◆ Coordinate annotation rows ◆
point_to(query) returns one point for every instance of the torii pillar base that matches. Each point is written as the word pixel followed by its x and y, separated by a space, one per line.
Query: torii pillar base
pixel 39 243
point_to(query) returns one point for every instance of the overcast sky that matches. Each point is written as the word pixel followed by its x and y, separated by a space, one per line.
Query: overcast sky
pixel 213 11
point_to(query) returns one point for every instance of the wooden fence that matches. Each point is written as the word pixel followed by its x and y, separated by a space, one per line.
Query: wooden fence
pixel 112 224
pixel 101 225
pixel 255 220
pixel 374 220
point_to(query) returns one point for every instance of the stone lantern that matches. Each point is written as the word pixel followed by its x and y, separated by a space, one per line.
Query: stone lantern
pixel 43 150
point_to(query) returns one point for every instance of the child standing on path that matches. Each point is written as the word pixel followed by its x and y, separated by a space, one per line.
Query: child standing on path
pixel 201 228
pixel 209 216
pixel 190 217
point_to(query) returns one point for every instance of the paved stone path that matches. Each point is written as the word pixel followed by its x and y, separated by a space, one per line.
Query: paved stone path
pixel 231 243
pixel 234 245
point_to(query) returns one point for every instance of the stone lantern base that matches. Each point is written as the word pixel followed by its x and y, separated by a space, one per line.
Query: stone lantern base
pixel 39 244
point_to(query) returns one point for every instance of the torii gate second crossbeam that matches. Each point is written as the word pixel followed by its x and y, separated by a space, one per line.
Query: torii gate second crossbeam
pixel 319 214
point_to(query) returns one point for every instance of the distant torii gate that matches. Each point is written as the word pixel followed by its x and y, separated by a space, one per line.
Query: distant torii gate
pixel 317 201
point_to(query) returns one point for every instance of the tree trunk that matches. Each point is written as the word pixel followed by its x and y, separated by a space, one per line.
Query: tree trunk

◆ PROBLEM DESCRIPTION ◆
Copy every row above word for word, without changing a single character.

◆ COMPLETE OUTPUT ◆
point_to(query) returns one point for every instance of the torii pillar base that matches. Each point is written as the word pixel followed by its x and y, separated by a space, one per line.
Query: torii pillar base
pixel 39 243
point_to(query) returns one point for every instance of the overcast sky that matches. Each point is written as the word pixel followed by its x and y, separated by a space, one per line.
Query: overcast sky
pixel 213 11
point_to(query) returns one point for every instance of the wooden fence that matches. Each point is written as the word pixel followed by its x and y, separated by a space, one per line.
Query: wooden fence
pixel 112 224
pixel 101 225
pixel 255 220
pixel 374 220
point_to(query) returns one point for every instance of the stone lantern that matches. Each point is written as the word pixel followed by its x and y, separated by a space, one per line.
Query: stone lantern
pixel 43 150
point_to(query) returns one point for every instance of the child standing on path that matches. Each point is written as the word pixel followed by its x and y, separated by a space, one per line.
Query: child standing on path
pixel 201 228
pixel 209 216
pixel 190 217
point_to(query) returns one point for every instance of the paved stone path that matches. Each point is written as the word pixel followed by its x and y, separated by a space, one per line.
Query: paved stone path
pixel 231 243
pixel 234 245
point_to(query) returns one point for every instance of the stone lantern base that matches. Each point is written as the word pixel followed by its x and y, separated by a space, one per line.
Query: stone lantern base
pixel 39 244
point_to(query) returns one point for every instance of the torii gate second crossbeam that matches. Each point is written as the word pixel followed by its x and y, separated by a space, one per line.
Query: torii gate second crossbeam
pixel 319 214
point_to(query) returns one point for every instance of the distant torii gate that matches. Each point is written as the word pixel followed by its x and y, separated by a space, one per line.
Query: distant torii gate
pixel 317 201
point_to(query) returns one point for every instance of the tree trunk that matches. Each point is written as the word pixel followed by its x and y, separated by a space, one per line.
Query: tree trunk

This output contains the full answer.